• Exercise details: Copy each of the items below verbatim, preserving every line and character without alteration.

====== Records to process

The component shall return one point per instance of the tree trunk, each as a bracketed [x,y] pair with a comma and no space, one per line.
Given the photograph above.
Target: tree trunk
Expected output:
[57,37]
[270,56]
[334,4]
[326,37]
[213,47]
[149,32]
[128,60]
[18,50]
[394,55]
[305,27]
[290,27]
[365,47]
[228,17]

============

• Expected answer:
The component shall return one point per instance of the tree trunk, each as a bracketed [x,y] pair with a comma and no space, one per line.
Given the photograph above.
Target: tree trunk
Expected output:
[57,37]
[270,56]
[334,4]
[326,37]
[213,47]
[149,32]
[128,60]
[18,50]
[394,55]
[305,27]
[290,27]
[365,47]
[228,17]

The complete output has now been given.